Inventory, interest rates in standoff: Claremont home prices down, but stable
by Steven Felschundneff | email@example.com
Last spring Claremont’s real estate market was running pretty hot. Fueled by scant inventory, competitive interest rates and all-cash buyers, bidding wars were the norm. Now that interest rates have risen significantly, one would imagine prices would come down to earth, but that hasn’t happened.
“We are currently experiencing low inventory, there is not much for anyone to sell, so when there is a property for sale there is a lot of competition,” said Paul Steffen, owner broker at Wheeler Steffen Sotheby’s International Realty.
Literally pulled in opposite directions, the local market is in a state of détente. The competition sparked by too few homes has been neatly offset by the spike in interest rates that makes pricey homes even less affordable.
“Those two factors balancing against each other has stabilized the price of real estate,” Steffen said.
A well-priced Claremont home still sells fairly quickly and, generally speaking, with few price accommodations from the seller. But sellers have had to adjust too. Gone are the days when owners could expect to see double digit jumps in the value of their home year after year.
The median priced single family home in Claremont is currently $881,000, which is off by 11% from its peak last year but remains fairly expensive for the region. Homes stay on the market for a median of just 15 days and only 16% of active listings have reduced prices.
With mortgage interest rates hovering around 7.2%, it’s harder for potential buyers to qualify for Claremont’s median-priced home. A 30-year fixed rate mortgage on a $881,000 house with a 20% down payment of $176,200 works out to a monthly payment of $4,787 for principal and interest only. Two years ago when interest rates were closer to 3.5%, the payment on the same priced home with the same down payment would have been just $3,165.
○ ○ ○ ○ ○
> **Exercises**
A – List every percentage figure that appears in the Claremont real estate article, in the order they occur.
B – Please repeat the Claremont real estate article word for word from "Literally pulled in" up to and including "even less affordable.".
Nothing in the listing is needed for the tasks on the Claremont real estate article.

> **Records**
○ ○ ○ ○ ○
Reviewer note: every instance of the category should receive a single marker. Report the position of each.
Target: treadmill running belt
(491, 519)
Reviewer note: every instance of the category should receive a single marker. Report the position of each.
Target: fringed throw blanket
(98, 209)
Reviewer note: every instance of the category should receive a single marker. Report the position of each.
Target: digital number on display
○ ○ ○ ○ ○
> **Answers below**
A – 11%, 16%, 7.2%, 20%, 3.5%

B –
Literally pulled in opposite directions, the local market is in a state of détente. The competition sparked by too few homes has been neatly offset by the spike in interest rates that makes pricey homes even less affordable.